## WORK ORDER
In the entries below, find each line bearing the string "shirt" and copy it.

## EXTRACTED ENTRIES

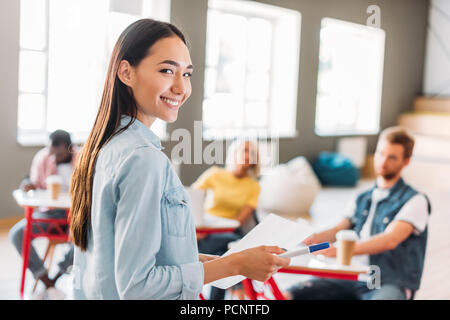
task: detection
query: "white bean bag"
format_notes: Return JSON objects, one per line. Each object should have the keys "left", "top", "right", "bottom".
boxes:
{"left": 257, "top": 157, "right": 321, "bottom": 218}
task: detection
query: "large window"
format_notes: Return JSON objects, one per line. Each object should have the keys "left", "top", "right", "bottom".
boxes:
{"left": 202, "top": 0, "right": 301, "bottom": 140}
{"left": 18, "top": 0, "right": 170, "bottom": 145}
{"left": 315, "top": 18, "right": 385, "bottom": 136}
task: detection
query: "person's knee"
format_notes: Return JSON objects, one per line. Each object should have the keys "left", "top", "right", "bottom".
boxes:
{"left": 287, "top": 280, "right": 322, "bottom": 300}
{"left": 366, "top": 285, "right": 406, "bottom": 300}
{"left": 63, "top": 245, "right": 74, "bottom": 264}
{"left": 8, "top": 222, "right": 25, "bottom": 245}
{"left": 288, "top": 279, "right": 357, "bottom": 300}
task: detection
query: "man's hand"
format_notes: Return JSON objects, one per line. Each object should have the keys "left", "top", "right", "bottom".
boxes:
{"left": 302, "top": 218, "right": 352, "bottom": 246}
{"left": 313, "top": 244, "right": 337, "bottom": 257}
{"left": 302, "top": 233, "right": 319, "bottom": 246}
{"left": 23, "top": 183, "right": 36, "bottom": 192}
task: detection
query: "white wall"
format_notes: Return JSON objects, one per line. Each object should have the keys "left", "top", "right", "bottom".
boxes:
{"left": 423, "top": 0, "right": 450, "bottom": 96}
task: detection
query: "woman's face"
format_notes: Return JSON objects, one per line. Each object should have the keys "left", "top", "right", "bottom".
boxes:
{"left": 121, "top": 36, "right": 193, "bottom": 125}
{"left": 235, "top": 142, "right": 257, "bottom": 172}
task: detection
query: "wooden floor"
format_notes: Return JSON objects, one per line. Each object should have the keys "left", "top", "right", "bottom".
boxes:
{"left": 413, "top": 187, "right": 450, "bottom": 299}
{"left": 0, "top": 179, "right": 449, "bottom": 299}
{"left": 0, "top": 230, "right": 73, "bottom": 300}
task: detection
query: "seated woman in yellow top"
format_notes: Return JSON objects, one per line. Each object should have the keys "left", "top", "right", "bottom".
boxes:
{"left": 192, "top": 140, "right": 261, "bottom": 299}
{"left": 194, "top": 142, "right": 260, "bottom": 223}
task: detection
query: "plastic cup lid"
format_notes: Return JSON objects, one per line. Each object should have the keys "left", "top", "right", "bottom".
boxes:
{"left": 336, "top": 230, "right": 359, "bottom": 241}
{"left": 46, "top": 175, "right": 63, "bottom": 184}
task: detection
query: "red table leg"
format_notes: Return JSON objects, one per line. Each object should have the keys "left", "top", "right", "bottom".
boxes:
{"left": 266, "top": 277, "right": 285, "bottom": 300}
{"left": 242, "top": 278, "right": 258, "bottom": 300}
{"left": 20, "top": 206, "right": 33, "bottom": 299}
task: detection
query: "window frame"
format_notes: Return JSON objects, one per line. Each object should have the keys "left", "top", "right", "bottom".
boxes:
{"left": 314, "top": 17, "right": 386, "bottom": 137}
{"left": 17, "top": 0, "right": 50, "bottom": 146}
{"left": 202, "top": 0, "right": 301, "bottom": 141}
{"left": 17, "top": 0, "right": 171, "bottom": 146}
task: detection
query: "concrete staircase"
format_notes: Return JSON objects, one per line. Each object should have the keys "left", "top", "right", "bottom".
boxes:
{"left": 398, "top": 96, "right": 450, "bottom": 190}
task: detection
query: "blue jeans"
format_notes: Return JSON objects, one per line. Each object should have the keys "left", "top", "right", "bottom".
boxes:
{"left": 288, "top": 278, "right": 406, "bottom": 300}
{"left": 197, "top": 231, "right": 243, "bottom": 256}
{"left": 9, "top": 209, "right": 74, "bottom": 280}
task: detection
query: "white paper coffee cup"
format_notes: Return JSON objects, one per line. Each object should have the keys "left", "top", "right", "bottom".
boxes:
{"left": 46, "top": 175, "right": 63, "bottom": 200}
{"left": 336, "top": 230, "right": 359, "bottom": 266}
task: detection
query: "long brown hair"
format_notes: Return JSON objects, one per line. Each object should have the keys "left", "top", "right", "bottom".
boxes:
{"left": 70, "top": 19, "right": 186, "bottom": 251}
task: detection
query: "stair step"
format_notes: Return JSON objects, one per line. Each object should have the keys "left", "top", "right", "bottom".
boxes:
{"left": 412, "top": 134, "right": 450, "bottom": 161}
{"left": 398, "top": 113, "right": 450, "bottom": 137}
{"left": 413, "top": 96, "right": 450, "bottom": 113}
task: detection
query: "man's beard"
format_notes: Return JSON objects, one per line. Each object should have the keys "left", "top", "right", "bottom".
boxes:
{"left": 381, "top": 171, "right": 398, "bottom": 180}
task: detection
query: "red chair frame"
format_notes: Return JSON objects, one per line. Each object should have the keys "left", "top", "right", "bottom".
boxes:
{"left": 195, "top": 227, "right": 237, "bottom": 235}
{"left": 20, "top": 206, "right": 70, "bottom": 299}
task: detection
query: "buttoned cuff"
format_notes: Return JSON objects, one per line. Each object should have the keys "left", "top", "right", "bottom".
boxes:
{"left": 180, "top": 261, "right": 204, "bottom": 300}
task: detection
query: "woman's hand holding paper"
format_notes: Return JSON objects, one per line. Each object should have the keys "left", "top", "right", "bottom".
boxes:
{"left": 232, "top": 245, "right": 290, "bottom": 282}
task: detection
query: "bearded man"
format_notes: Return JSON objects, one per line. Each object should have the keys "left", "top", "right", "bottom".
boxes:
{"left": 284, "top": 126, "right": 431, "bottom": 300}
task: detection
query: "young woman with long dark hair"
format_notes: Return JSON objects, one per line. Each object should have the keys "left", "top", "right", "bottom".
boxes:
{"left": 69, "top": 19, "right": 289, "bottom": 299}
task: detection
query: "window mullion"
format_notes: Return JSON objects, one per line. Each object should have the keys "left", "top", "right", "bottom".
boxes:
{"left": 43, "top": 0, "right": 50, "bottom": 134}
{"left": 266, "top": 19, "right": 276, "bottom": 135}
{"left": 242, "top": 16, "right": 250, "bottom": 136}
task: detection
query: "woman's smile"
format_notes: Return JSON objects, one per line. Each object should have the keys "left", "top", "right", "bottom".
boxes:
{"left": 160, "top": 96, "right": 181, "bottom": 109}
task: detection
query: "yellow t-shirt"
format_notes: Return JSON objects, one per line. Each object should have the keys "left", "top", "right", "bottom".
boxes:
{"left": 192, "top": 166, "right": 261, "bottom": 219}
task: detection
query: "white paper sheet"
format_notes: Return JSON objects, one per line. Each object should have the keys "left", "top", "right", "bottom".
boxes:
{"left": 209, "top": 213, "right": 314, "bottom": 289}
{"left": 202, "top": 213, "right": 240, "bottom": 228}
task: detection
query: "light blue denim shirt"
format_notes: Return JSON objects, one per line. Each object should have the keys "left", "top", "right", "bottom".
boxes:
{"left": 73, "top": 116, "right": 204, "bottom": 299}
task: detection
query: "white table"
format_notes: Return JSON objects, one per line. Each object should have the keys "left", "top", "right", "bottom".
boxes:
{"left": 12, "top": 189, "right": 71, "bottom": 210}
{"left": 195, "top": 213, "right": 240, "bottom": 235}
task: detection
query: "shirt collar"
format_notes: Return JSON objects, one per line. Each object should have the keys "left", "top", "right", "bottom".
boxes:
{"left": 119, "top": 115, "right": 164, "bottom": 151}
{"left": 372, "top": 177, "right": 405, "bottom": 201}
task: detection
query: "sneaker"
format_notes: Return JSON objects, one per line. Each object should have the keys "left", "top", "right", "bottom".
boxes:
{"left": 30, "top": 289, "right": 48, "bottom": 300}
{"left": 46, "top": 287, "right": 66, "bottom": 300}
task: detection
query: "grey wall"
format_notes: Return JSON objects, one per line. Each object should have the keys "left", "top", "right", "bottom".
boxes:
{"left": 1, "top": 0, "right": 42, "bottom": 218}
{"left": 423, "top": 0, "right": 450, "bottom": 95}
{"left": 171, "top": 0, "right": 429, "bottom": 186}
{"left": 0, "top": 0, "right": 429, "bottom": 219}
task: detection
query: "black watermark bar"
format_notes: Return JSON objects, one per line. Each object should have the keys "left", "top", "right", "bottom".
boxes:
{"left": 2, "top": 300, "right": 450, "bottom": 319}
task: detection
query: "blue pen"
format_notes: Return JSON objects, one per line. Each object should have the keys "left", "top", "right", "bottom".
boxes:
{"left": 278, "top": 242, "right": 330, "bottom": 258}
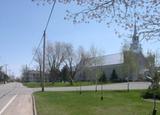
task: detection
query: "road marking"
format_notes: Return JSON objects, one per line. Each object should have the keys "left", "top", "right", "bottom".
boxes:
{"left": 0, "top": 95, "right": 17, "bottom": 115}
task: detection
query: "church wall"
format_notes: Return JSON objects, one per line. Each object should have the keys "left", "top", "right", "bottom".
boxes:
{"left": 74, "top": 56, "right": 147, "bottom": 82}
{"left": 74, "top": 64, "right": 125, "bottom": 82}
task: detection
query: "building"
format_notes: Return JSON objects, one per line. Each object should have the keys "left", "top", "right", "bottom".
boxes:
{"left": 75, "top": 24, "right": 150, "bottom": 81}
{"left": 22, "top": 70, "right": 49, "bottom": 82}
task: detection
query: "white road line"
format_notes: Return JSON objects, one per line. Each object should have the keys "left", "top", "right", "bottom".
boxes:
{"left": 0, "top": 95, "right": 17, "bottom": 115}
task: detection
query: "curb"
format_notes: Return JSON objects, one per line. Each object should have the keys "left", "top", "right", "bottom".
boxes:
{"left": 32, "top": 95, "right": 37, "bottom": 115}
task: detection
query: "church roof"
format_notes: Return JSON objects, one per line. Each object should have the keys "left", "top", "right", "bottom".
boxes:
{"left": 90, "top": 53, "right": 124, "bottom": 67}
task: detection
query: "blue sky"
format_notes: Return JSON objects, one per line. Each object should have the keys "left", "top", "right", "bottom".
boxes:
{"left": 0, "top": 0, "right": 159, "bottom": 77}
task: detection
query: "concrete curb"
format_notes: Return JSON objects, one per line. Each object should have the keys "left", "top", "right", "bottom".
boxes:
{"left": 32, "top": 95, "right": 37, "bottom": 115}
{"left": 143, "top": 99, "right": 160, "bottom": 103}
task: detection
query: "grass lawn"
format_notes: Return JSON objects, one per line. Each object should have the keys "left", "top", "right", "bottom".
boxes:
{"left": 34, "top": 90, "right": 160, "bottom": 115}
{"left": 23, "top": 82, "right": 98, "bottom": 88}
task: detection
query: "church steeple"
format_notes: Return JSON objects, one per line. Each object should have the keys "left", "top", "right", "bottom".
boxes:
{"left": 132, "top": 21, "right": 139, "bottom": 43}
{"left": 130, "top": 22, "right": 142, "bottom": 53}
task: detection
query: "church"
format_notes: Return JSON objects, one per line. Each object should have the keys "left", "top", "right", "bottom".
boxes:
{"left": 75, "top": 24, "right": 150, "bottom": 81}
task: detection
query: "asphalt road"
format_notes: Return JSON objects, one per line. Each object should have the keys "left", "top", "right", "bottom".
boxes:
{"left": 0, "top": 82, "right": 33, "bottom": 115}
{"left": 33, "top": 82, "right": 151, "bottom": 92}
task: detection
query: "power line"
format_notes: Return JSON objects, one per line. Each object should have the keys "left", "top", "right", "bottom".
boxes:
{"left": 28, "top": 35, "right": 43, "bottom": 67}
{"left": 44, "top": 0, "right": 56, "bottom": 31}
{"left": 28, "top": 0, "right": 56, "bottom": 67}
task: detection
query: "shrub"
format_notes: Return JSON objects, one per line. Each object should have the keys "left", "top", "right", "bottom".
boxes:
{"left": 60, "top": 65, "right": 69, "bottom": 82}
{"left": 98, "top": 72, "right": 106, "bottom": 83}
{"left": 141, "top": 88, "right": 160, "bottom": 100}
{"left": 110, "top": 69, "right": 118, "bottom": 82}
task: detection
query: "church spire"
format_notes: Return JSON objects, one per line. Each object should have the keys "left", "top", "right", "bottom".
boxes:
{"left": 132, "top": 21, "right": 138, "bottom": 42}
{"left": 130, "top": 21, "right": 142, "bottom": 53}
{"left": 134, "top": 21, "right": 137, "bottom": 36}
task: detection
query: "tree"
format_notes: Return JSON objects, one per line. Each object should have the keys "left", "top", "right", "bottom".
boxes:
{"left": 64, "top": 45, "right": 90, "bottom": 85}
{"left": 46, "top": 41, "right": 66, "bottom": 82}
{"left": 110, "top": 69, "right": 118, "bottom": 82}
{"left": 33, "top": 48, "right": 43, "bottom": 83}
{"left": 21, "top": 65, "right": 30, "bottom": 82}
{"left": 88, "top": 45, "right": 105, "bottom": 91}
{"left": 138, "top": 1, "right": 160, "bottom": 41}
{"left": 99, "top": 71, "right": 106, "bottom": 83}
{"left": 121, "top": 42, "right": 139, "bottom": 81}
{"left": 146, "top": 51, "right": 160, "bottom": 89}
{"left": 142, "top": 52, "right": 160, "bottom": 114}
{"left": 32, "top": 0, "right": 160, "bottom": 41}
{"left": 0, "top": 66, "right": 2, "bottom": 71}
{"left": 0, "top": 65, "right": 9, "bottom": 84}
{"left": 88, "top": 45, "right": 102, "bottom": 80}
{"left": 0, "top": 66, "right": 3, "bottom": 82}
{"left": 63, "top": 43, "right": 75, "bottom": 84}
{"left": 32, "top": 0, "right": 142, "bottom": 23}
{"left": 146, "top": 52, "right": 155, "bottom": 74}
{"left": 60, "top": 65, "right": 69, "bottom": 82}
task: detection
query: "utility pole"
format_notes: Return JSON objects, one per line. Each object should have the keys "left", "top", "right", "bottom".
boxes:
{"left": 40, "top": 63, "right": 42, "bottom": 88}
{"left": 42, "top": 30, "right": 46, "bottom": 92}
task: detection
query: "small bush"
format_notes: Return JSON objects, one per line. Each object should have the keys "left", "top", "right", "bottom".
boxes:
{"left": 110, "top": 69, "right": 118, "bottom": 82}
{"left": 98, "top": 72, "right": 107, "bottom": 83}
{"left": 141, "top": 88, "right": 160, "bottom": 100}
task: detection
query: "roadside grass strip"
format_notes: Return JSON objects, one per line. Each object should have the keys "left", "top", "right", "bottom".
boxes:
{"left": 34, "top": 91, "right": 160, "bottom": 115}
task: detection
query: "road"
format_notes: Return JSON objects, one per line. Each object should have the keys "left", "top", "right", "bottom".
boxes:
{"left": 33, "top": 82, "right": 151, "bottom": 92}
{"left": 0, "top": 82, "right": 33, "bottom": 115}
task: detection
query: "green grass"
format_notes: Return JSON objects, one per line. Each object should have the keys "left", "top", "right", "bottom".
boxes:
{"left": 34, "top": 90, "right": 160, "bottom": 115}
{"left": 23, "top": 82, "right": 97, "bottom": 88}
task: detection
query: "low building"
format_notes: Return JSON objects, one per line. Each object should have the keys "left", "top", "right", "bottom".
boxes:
{"left": 22, "top": 70, "right": 49, "bottom": 82}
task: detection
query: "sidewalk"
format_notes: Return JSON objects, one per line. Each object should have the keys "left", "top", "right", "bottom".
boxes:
{"left": 32, "top": 82, "right": 151, "bottom": 92}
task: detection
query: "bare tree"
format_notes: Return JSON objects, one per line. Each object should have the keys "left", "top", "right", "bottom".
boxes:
{"left": 64, "top": 45, "right": 90, "bottom": 85}
{"left": 89, "top": 45, "right": 104, "bottom": 92}
{"left": 121, "top": 42, "right": 140, "bottom": 91}
{"left": 33, "top": 0, "right": 136, "bottom": 25}
{"left": 21, "top": 65, "right": 30, "bottom": 82}
{"left": 121, "top": 42, "right": 139, "bottom": 81}
{"left": 46, "top": 41, "right": 66, "bottom": 82}
{"left": 145, "top": 51, "right": 160, "bottom": 88}
{"left": 138, "top": 1, "right": 160, "bottom": 41}
{"left": 63, "top": 43, "right": 75, "bottom": 84}
{"left": 32, "top": 0, "right": 143, "bottom": 23}
{"left": 146, "top": 51, "right": 155, "bottom": 74}
{"left": 0, "top": 66, "right": 3, "bottom": 82}
{"left": 32, "top": 0, "right": 160, "bottom": 41}
{"left": 0, "top": 66, "right": 2, "bottom": 71}
{"left": 33, "top": 48, "right": 43, "bottom": 84}
{"left": 62, "top": 0, "right": 160, "bottom": 41}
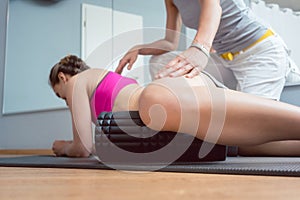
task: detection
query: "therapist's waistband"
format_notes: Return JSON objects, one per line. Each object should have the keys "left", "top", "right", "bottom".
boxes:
{"left": 220, "top": 29, "right": 274, "bottom": 61}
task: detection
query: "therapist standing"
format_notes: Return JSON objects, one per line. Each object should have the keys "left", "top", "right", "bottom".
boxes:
{"left": 115, "top": 0, "right": 290, "bottom": 100}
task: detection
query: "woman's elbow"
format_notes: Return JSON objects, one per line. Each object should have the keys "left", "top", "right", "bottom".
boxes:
{"left": 80, "top": 145, "right": 92, "bottom": 157}
{"left": 79, "top": 150, "right": 91, "bottom": 158}
{"left": 72, "top": 149, "right": 91, "bottom": 158}
{"left": 71, "top": 143, "right": 92, "bottom": 158}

## RESPONSE AREA
query: "yellow t-shirt"
query: "light blue denim shirt"
query: "shirt collar"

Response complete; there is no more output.